» **Data listing**
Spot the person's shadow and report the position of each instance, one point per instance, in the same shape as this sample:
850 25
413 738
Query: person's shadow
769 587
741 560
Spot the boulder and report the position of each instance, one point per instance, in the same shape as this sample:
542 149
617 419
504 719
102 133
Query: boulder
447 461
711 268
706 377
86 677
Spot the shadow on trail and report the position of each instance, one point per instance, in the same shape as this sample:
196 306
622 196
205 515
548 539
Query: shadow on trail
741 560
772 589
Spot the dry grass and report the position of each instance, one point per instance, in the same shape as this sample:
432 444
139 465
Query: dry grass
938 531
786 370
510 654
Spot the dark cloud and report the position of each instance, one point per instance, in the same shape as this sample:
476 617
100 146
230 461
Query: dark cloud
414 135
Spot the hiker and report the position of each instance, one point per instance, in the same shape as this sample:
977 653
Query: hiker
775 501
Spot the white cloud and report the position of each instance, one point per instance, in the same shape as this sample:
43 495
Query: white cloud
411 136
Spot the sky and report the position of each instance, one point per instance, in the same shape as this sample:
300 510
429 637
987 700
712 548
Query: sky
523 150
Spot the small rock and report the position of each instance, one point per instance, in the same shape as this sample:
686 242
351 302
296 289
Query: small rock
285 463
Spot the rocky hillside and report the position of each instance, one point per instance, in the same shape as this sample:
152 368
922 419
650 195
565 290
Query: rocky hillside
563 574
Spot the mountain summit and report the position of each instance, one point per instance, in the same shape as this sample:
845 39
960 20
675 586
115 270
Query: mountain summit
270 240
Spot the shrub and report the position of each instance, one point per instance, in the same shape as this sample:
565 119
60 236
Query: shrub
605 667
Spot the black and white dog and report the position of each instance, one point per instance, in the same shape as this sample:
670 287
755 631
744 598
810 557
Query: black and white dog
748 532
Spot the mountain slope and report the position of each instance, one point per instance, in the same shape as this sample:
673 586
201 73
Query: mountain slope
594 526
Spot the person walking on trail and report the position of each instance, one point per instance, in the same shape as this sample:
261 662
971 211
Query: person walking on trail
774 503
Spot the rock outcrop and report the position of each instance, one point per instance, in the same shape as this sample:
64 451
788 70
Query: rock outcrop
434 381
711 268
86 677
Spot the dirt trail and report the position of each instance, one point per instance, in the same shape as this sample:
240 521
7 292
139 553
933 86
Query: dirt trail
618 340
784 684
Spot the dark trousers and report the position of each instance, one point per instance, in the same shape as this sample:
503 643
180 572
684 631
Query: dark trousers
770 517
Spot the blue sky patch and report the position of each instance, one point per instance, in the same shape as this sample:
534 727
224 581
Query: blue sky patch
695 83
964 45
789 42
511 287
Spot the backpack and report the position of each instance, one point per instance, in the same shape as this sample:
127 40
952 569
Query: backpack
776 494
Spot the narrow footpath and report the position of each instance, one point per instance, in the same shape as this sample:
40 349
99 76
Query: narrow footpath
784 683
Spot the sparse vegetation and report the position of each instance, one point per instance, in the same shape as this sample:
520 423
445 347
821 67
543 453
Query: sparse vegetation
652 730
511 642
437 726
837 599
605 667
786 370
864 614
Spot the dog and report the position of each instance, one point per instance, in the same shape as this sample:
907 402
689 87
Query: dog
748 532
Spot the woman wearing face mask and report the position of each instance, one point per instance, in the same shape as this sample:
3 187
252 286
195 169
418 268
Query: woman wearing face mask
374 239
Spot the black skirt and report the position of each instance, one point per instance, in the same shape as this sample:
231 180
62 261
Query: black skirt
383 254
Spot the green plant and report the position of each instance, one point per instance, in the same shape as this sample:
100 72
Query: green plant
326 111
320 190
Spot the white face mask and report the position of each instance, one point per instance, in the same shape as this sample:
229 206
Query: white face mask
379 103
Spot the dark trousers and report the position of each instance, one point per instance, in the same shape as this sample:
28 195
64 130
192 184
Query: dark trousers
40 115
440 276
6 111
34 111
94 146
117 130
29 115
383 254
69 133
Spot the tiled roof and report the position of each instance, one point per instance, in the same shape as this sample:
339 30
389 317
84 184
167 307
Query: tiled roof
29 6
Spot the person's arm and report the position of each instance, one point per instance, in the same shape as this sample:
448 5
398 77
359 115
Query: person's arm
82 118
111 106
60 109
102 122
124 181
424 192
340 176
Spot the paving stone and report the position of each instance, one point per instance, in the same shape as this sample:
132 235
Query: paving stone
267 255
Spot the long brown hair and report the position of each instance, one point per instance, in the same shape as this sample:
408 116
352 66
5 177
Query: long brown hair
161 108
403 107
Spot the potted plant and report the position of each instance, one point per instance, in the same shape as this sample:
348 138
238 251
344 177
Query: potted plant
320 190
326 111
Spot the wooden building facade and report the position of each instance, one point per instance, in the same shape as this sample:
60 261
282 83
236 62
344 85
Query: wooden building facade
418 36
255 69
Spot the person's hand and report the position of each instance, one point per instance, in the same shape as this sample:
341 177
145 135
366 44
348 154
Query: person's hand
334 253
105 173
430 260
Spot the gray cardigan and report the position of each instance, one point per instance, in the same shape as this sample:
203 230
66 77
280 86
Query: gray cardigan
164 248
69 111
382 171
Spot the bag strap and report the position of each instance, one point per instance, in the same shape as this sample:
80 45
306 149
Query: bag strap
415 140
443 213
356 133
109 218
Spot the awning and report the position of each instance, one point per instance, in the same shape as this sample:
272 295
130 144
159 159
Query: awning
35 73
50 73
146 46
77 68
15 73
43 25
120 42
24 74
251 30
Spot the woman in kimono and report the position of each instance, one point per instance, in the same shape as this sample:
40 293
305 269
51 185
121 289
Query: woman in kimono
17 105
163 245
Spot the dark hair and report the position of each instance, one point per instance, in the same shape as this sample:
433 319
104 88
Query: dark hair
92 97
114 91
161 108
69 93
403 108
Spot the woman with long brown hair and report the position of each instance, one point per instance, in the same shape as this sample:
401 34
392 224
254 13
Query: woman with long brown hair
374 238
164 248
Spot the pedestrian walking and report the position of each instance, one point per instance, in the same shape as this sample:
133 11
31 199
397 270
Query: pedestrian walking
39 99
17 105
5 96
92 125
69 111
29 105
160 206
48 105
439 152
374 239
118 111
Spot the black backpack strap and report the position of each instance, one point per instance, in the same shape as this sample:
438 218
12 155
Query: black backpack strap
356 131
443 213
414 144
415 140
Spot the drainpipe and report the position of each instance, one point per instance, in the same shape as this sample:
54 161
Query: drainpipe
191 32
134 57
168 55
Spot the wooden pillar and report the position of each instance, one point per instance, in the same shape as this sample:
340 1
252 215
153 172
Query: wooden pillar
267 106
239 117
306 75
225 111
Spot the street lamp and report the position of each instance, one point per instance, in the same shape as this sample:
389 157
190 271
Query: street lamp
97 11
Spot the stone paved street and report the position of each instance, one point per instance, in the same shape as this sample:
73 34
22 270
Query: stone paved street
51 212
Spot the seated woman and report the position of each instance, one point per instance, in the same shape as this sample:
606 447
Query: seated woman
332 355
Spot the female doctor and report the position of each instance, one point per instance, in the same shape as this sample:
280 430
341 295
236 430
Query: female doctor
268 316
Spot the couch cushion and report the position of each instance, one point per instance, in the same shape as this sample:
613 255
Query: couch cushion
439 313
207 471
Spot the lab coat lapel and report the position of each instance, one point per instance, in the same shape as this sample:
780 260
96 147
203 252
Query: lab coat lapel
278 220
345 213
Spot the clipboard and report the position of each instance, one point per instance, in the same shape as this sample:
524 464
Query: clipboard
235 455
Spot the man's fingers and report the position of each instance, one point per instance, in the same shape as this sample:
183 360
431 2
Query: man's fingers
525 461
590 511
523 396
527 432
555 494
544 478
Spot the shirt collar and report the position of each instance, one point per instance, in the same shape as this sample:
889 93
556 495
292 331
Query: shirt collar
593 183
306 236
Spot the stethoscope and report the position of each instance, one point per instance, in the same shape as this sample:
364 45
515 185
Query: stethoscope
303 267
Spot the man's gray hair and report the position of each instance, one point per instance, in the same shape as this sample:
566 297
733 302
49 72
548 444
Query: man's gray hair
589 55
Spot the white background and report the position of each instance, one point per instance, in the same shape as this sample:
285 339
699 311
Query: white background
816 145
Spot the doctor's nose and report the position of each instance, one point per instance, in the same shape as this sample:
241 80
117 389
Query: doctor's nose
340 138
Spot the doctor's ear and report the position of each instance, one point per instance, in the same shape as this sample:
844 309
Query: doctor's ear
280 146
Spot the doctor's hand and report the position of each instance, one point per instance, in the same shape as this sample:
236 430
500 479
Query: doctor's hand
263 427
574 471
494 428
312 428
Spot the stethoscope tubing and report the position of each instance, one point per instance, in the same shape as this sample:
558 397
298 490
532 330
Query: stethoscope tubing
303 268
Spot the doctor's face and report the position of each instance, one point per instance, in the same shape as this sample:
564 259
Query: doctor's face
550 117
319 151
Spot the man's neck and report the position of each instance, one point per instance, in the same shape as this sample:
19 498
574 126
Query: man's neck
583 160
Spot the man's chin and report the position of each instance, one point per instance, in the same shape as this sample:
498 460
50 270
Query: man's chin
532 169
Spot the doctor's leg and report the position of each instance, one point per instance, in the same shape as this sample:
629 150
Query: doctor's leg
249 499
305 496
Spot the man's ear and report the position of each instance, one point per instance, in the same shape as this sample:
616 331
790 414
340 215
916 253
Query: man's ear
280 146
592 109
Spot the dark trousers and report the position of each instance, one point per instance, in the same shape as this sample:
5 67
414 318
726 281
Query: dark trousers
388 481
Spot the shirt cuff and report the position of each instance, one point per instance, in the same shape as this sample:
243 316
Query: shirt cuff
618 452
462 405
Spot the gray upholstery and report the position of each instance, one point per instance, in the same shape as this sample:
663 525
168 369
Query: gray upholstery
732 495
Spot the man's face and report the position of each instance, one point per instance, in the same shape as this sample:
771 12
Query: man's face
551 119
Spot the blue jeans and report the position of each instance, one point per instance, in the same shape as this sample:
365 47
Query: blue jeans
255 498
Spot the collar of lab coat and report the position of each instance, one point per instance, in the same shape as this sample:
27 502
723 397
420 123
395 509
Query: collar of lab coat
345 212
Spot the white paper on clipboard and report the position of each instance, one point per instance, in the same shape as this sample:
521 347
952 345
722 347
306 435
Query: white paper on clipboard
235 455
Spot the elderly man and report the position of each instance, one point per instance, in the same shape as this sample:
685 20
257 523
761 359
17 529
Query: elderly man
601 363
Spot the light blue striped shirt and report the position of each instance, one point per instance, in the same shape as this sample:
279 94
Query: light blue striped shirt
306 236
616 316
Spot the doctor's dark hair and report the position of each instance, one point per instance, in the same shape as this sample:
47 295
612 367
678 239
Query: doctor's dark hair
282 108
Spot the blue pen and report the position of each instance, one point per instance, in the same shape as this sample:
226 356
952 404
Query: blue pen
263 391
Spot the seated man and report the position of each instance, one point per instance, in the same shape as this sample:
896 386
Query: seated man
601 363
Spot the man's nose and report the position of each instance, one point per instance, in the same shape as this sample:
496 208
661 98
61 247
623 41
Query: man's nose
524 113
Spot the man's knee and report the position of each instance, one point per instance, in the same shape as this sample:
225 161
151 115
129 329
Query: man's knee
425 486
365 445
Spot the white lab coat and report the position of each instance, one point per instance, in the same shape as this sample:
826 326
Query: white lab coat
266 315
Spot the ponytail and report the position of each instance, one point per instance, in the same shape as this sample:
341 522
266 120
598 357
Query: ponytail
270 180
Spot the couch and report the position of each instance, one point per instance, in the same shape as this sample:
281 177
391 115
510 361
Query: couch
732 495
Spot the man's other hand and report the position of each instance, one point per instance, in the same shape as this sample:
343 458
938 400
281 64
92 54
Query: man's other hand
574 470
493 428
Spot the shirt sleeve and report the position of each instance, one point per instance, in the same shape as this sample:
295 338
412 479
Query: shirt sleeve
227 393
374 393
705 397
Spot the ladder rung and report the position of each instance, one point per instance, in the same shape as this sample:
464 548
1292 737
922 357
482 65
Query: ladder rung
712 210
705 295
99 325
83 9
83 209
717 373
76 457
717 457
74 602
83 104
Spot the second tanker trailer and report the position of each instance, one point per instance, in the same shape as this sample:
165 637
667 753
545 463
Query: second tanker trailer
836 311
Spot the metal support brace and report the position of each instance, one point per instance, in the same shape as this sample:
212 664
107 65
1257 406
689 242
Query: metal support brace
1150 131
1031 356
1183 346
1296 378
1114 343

» **Your objective**
Set down, with no changes, the lines of the data above, beginning at the line that contains "Spot the white lab" and continuing through the last line of the data.

» **Full solution**
Spot the white lab coat and report the position of each instance, one point per instance, in the same shape as this sample:
826 326
Query: white lab coat
266 315
Spot the ponytail and report the position of each instance, one point per instance, in the same shape as this sample:
341 522
266 120
598 357
Query: ponytail
270 180
Spot the couch and report the position of each instance, one point per instance, in the same shape as this sample:
281 177
391 115
510 361
Query: couch
732 495
Spot the man's other hand and report the position of each instance, one point per instance, in the same shape as this sample:
343 458
938 400
281 64
92 54
Query: man's other hand
574 470
493 428
Spot the shirt sleeve and report the position of each instance, one point per instance, in the same shape as this sample:
295 338
412 479
Query: shirt sleeve
227 393
374 393
705 397
Spot the ladder rung and report the position of each instance, one point per instance, in the same shape as this sample:
464 548
1292 737
922 357
482 65
Query: ladder rung
712 210
705 295
99 325
83 9
83 209
717 373
76 457
717 457
74 602
83 104
Spot the second tanker trailer and report the position of each instance, one point per instance, in the same shape as this sample:
165 637
667 753
545 463
Query: second tanker trailer
836 311
Spot the metal support brace and report the position of each instance, one point per instance, in the same shape as this sample:
212 664
107 65
1257 406
689 242
Query: metal support brace
1150 131
1031 356
1183 346
1296 378
1114 343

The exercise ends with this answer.